**RÉCIT DE NAVIGATION:**
────────────────────────────────────────

31 mai – 11 juin 2022 Traversée Mer Caraïbe Saint Martin – Cabo Tres Puntas (Guatemala)
Le 31 mai, vers 15h30, nous appareillons de Saint Martin, après avoir retardé notre départ pour partager un déjeuner avec Peter arrivé la veille au soir de ses navigations dans les Bahamas. Il aurait été dommage de ne pas prendre ces quelques heures amicales avec lui ; nous ne nous étions pas revus depuis qu’il avait quitté la Martinique en novembre dernier, et même si nous avions pu suivre ses périples grâce à ses publications, nous avions des expériences à partager. Par ailleurs, la distance à parcourir pour atteindre notre but ne nous permet de définir ni date ni horaire précis d’arrivée. Notre seule contrainte est d’être dans les eaux guatémaltèques pour la pleine lune le 14 juin. En effet, à ces périodes, le marnage est un peu plus important et les quelques vingt centimètres de plus ne sont pas à négliger pour franchir plus aisément le seuil limoneux déposé par le Rio Dulce à son embouchure.
La nouvelle lune a commencé sa croissance la veille et nous pourrons contempler sa progression depuis son mince croissant dans le soleil couchant jusqu’au globe blanc complet, les nuits sans nuages…
Les premières nuits, une fois la lune couchée, nous naviguons sous un beau panel d’étoiles et constellations à essayer de repérer, depuis la Croix du Sud, jusqu’à la Grande Ourse, en passant par les myriades d’étoiles de la Voie Lactée, qui apportent un peu de luminosité sur l’eau noire. La Croix du Sud apparaît en début de nuit, assez basse sur l’horizon, pour s’incliner dans l’eau au milieu de la nuit ; quant à la lune, son croissant diffuse une lumière jaune de plus en plus forte et de plus en plus pâle sur l’océan. Mais ces moments à contempler les étoiles ont souvent été contrariés par les nuages… Au départ, notre route est encore proche des îles, au Sud de Porto Rico ou entre les Iles Vierges et Sainte Croix et les halos de leurs éclairages nous accompagnent également. L’eau noire de la nuit s’éclaire du plancton, qui dans le sillage du bateau ressemble à des ballons phosphorescents rebondissant sur l’eau.
Peu avant l’aube, une dernière étoile lumineuse, d’un jaune plus marqué, apparaît à l’est, grandit sur l’horizon, faisant croire qu’un feu sur un mât nous rattrape ; puis le soleil levant fait pâlir les dernières étoiles.

────────────────────────────────────────

**EXERCICE ÉCRIT A:**
Répondez à ces questions sur le récit de navigation :
(i) Vers quelle heure le bateau quitte-t-il Saint Martin le 31 mai ?
(ii) À quelle date l'équipage doit-il être dans les eaux guatémaltèques ?
(iii) À quoi ressemble le plancton dans le sillage du bateau ?
Les entrées ci-dessous n'ont aucun lien avec le récit.

────────────────────────────────────────

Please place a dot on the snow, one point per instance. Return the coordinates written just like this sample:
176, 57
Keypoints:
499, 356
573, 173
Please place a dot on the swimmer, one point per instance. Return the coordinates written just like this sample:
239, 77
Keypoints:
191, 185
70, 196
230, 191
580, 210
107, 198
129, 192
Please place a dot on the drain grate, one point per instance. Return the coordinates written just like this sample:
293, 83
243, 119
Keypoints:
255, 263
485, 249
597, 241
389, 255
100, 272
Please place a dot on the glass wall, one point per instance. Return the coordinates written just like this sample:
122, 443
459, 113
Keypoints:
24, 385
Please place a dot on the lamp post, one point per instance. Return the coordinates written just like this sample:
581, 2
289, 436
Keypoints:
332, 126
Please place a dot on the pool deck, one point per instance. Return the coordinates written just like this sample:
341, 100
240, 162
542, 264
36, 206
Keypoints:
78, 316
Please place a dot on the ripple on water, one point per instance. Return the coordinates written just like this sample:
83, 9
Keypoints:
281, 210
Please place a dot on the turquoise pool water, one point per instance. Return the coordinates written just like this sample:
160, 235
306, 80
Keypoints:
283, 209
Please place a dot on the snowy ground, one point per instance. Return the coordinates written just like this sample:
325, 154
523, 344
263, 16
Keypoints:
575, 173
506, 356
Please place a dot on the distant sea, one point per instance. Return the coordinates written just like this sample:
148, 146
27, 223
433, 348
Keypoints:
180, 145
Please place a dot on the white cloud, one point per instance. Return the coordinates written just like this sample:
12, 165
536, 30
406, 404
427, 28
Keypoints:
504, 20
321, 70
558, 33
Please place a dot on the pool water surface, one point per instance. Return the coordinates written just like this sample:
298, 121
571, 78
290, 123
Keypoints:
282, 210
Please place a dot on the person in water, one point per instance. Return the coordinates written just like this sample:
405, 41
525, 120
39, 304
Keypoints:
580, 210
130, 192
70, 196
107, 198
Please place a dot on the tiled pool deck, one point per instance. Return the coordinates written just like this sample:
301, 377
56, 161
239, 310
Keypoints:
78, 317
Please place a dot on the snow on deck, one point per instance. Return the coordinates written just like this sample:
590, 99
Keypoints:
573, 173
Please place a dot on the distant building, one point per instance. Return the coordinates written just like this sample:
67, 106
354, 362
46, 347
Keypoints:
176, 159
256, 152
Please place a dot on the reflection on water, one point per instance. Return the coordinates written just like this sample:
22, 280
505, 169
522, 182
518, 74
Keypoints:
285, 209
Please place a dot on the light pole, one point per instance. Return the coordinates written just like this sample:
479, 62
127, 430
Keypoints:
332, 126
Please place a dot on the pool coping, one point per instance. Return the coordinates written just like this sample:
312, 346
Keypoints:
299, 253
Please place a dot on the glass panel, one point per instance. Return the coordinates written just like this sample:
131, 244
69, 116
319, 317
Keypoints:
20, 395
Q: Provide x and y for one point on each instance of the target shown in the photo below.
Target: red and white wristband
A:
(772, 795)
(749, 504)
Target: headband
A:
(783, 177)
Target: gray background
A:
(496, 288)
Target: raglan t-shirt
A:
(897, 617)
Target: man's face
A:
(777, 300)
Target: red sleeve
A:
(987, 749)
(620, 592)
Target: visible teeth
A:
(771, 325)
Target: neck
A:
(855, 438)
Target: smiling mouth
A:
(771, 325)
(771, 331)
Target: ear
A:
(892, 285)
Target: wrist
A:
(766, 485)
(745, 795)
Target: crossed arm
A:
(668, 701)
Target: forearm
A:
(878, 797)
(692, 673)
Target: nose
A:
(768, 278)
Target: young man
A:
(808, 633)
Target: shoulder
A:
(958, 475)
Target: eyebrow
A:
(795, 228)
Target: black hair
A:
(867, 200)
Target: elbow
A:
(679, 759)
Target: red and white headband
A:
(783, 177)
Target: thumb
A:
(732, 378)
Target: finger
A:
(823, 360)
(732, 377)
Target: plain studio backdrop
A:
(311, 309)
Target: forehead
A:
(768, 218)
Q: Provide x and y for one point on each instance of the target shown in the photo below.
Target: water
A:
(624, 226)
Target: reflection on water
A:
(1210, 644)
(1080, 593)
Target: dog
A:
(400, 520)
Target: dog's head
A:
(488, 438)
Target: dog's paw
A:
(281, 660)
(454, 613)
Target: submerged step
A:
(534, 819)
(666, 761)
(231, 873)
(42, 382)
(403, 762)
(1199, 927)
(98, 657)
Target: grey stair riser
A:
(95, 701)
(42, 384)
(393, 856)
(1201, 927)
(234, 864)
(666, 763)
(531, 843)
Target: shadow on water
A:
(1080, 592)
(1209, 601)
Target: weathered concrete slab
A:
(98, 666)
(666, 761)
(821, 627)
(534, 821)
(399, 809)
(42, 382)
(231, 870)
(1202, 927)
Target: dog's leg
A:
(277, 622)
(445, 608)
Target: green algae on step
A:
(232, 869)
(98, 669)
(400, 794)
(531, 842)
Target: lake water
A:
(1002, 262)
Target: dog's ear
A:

────────────────────────────────────────

**EXERCICE ÉCRIT B:** Relevez chaque ligne des entrées qui contient le mot « reflection ». Tenez compte des majuscules et des minuscules.

**RÉPONSE FINALE A:**
(i) Vers 15h30.
(ii) Le 14 juin, pour la pleine lune.
(iii) À des ballons phosphorescents rebondissant sur l'eau.

**RÉPONSE FINALE B:**
Please place a dot on the reflection on water, one point per instance. Return the coordinates written just like this sample:
Target: reflection on water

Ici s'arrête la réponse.